Entries from a pointing dataset
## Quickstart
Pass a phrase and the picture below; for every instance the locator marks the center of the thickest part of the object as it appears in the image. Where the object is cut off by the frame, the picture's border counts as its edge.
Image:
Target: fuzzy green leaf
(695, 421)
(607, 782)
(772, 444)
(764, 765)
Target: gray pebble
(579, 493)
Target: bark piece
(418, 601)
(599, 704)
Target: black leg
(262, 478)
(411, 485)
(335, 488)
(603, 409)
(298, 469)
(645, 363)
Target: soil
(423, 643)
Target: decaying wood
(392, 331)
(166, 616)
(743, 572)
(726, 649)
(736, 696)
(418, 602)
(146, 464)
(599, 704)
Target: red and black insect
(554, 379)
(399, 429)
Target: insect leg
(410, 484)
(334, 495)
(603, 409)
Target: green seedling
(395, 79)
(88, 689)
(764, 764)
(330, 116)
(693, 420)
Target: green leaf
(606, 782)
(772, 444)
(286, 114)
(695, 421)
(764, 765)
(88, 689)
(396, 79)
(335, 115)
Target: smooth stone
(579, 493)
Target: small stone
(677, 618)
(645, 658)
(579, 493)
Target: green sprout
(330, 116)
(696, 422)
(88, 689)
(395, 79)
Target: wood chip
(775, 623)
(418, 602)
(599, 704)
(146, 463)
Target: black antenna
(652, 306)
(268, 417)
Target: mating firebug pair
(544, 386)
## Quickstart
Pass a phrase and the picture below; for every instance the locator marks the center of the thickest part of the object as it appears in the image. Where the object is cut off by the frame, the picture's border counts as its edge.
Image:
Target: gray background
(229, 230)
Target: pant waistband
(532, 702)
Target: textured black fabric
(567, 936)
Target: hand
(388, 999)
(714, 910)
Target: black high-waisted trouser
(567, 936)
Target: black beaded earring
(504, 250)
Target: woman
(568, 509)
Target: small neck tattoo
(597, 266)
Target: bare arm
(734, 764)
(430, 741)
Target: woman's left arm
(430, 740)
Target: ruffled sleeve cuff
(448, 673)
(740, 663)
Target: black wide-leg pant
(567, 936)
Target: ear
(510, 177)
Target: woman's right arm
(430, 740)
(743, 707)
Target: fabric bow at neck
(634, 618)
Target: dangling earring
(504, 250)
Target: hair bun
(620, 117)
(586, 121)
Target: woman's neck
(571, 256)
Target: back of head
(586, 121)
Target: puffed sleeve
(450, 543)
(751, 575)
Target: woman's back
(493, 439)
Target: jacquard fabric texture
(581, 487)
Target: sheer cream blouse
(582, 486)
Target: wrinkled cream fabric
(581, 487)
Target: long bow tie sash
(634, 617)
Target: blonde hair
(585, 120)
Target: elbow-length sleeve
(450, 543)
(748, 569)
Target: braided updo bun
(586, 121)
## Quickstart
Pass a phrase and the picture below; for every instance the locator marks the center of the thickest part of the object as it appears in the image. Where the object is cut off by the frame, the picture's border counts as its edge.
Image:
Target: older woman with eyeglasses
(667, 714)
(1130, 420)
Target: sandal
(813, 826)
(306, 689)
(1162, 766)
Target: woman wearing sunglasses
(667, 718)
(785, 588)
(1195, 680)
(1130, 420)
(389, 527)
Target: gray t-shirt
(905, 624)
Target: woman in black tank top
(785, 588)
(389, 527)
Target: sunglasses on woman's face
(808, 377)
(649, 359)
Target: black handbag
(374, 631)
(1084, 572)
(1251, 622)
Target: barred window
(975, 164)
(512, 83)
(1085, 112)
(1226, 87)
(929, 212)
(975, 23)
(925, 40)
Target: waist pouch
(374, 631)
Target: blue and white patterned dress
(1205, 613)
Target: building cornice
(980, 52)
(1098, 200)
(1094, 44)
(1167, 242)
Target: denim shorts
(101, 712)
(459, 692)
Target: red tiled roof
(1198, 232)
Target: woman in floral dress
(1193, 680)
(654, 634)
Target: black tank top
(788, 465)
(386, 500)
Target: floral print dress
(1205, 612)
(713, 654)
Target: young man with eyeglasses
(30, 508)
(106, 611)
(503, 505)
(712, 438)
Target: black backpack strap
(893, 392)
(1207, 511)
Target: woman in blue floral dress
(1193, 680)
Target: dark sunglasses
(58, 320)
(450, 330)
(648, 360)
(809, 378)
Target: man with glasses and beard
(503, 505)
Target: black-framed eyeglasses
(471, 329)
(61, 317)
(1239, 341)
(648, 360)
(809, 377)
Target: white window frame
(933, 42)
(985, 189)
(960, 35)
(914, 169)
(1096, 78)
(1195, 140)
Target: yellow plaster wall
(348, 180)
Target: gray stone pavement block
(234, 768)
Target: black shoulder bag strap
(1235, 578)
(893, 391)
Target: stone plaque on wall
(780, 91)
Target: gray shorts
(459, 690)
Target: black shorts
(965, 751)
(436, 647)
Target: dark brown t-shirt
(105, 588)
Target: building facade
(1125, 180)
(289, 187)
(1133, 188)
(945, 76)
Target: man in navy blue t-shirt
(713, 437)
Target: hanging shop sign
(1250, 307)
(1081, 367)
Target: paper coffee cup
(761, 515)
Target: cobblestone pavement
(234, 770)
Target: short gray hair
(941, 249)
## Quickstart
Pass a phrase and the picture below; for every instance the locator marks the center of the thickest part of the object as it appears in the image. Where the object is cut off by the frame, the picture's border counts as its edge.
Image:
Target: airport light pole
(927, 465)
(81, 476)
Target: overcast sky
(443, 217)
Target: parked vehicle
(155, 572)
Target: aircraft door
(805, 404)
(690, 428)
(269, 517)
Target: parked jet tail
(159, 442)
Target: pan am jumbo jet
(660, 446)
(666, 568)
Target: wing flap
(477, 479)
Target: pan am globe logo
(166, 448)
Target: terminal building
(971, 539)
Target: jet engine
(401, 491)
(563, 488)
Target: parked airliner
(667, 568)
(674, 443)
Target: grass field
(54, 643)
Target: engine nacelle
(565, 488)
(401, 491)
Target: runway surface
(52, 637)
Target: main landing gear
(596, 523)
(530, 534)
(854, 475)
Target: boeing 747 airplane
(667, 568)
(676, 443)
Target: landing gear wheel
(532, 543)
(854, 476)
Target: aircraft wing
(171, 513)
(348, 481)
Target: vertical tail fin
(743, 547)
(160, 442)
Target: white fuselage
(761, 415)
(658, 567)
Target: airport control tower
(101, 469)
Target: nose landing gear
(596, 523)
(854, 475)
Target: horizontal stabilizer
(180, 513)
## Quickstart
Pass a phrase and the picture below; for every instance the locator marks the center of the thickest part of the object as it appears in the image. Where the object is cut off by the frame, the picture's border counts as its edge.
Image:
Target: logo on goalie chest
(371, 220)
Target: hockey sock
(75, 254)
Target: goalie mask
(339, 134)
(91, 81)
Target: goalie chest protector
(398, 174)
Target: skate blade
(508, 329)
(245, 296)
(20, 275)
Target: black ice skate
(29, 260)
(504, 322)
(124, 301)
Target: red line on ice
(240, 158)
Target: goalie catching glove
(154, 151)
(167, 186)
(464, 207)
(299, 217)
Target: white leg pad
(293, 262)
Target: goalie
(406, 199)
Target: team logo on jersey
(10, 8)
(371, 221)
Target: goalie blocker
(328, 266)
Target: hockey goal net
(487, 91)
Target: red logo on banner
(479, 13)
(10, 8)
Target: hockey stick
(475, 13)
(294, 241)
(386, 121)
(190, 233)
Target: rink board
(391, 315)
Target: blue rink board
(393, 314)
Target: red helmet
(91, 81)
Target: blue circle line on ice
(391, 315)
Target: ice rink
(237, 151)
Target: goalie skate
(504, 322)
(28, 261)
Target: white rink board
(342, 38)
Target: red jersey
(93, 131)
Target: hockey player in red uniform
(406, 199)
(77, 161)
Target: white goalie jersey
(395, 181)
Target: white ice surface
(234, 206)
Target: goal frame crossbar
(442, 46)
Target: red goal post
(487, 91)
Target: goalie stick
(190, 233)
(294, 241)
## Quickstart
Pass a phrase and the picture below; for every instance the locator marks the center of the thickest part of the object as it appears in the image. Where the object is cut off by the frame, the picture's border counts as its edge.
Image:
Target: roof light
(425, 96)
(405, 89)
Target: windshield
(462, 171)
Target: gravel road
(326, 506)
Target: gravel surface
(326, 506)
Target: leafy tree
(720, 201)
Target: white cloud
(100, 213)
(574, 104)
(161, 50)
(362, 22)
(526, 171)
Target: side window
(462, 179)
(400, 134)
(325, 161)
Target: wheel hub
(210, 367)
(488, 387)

## WHAT THE TASK ASKS
Quote, word for word, every line starting at the one that contains "Target: white fuselage" and ending with the final line of the entries.

## SOLUTION FOR THIS TASK
Target: white fuselage
(761, 415)
(658, 567)
Target: airport control tower
(101, 469)
Target: nose landing gear
(596, 523)
(854, 475)
Target: horizontal stabilizer
(180, 513)
## Quickstart
Pass a phrase and the picture below; for every instance the locator marks the center of the thickest part of the object as it appears in the image. Where the object is cut off by the frame, the picture's border counts as its edge.
Image:
Target: logo on goalie chest
(371, 220)
Target: hockey sock
(75, 254)
Target: goalie mask
(339, 134)
(91, 81)
Target: goalie chest protector
(398, 174)
Target: skate blade
(508, 329)
(245, 296)
(20, 275)
Target: black ice skate
(29, 260)
(504, 322)
(124, 301)
Target: red line on ice
(240, 158)
Target: goalie catching glove
(154, 151)
(167, 186)
(464, 207)
(299, 217)
Target: white leg pad
(293, 262)
Target: goalie
(406, 199)
Target: team logo on jersey
(10, 8)
(371, 221)
Target: goalie blocker
(328, 266)
Target: hockey goal net
(487, 91)
Target: red logo on banner
(479, 13)
(10, 8)
Target: hockey stick
(475, 13)
(294, 241)
(386, 121)
(190, 233)
Target: rink board
(391, 315)
Target: blue rink board
(393, 314)
Target: red helmet
(91, 81)
Target: blue circle line on ice
(391, 315)
Target: ice rink
(237, 151)
Target: goalie skate
(504, 322)
(28, 261)
Target: white rink board
(342, 38)
Target: red jersey
(93, 131)
Target: hockey player in red uniform
(406, 199)
(77, 161)
Target: white goalie jersey
(395, 181)
Target: white ice surface
(234, 206)
Target: goal frame crossbar
(442, 46)
Target: red goal post
(487, 91)
Target: goalie stick
(190, 233)
(294, 241)
## Quickstart
Pass a phrase and the picture below; for every instance the locator marks the center of the thickest part of the object as it appears in the image. Where the object is cut off by the frame, the picture's border counts as its edge.
Image:
Target: roof light
(425, 96)
(405, 89)
Target: windshield
(462, 171)
Target: gravel road
(326, 506)
Target: gravel surface
(326, 506)
Target: leafy tree
(720, 201)
Target: white cloud
(100, 213)
(574, 104)
(161, 50)
(362, 22)
(526, 171)
Target: side window
(462, 179)
(400, 134)
(325, 161)
Target: wheel hub
(210, 367)
(488, 387)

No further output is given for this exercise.